> [What you have to do]:
Take every line in the entries that includes the word "query" and copy it.
Material shown START
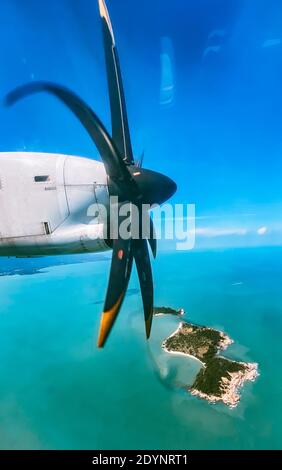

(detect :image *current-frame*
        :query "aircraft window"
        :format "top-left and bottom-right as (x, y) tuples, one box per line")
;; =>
(34, 175), (50, 182)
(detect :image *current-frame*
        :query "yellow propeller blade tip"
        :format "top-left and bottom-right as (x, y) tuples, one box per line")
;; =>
(97, 296), (124, 348)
Material shown END
> [Result]:
        :query "aircraft window"
        :query "yellow propeller blade tip"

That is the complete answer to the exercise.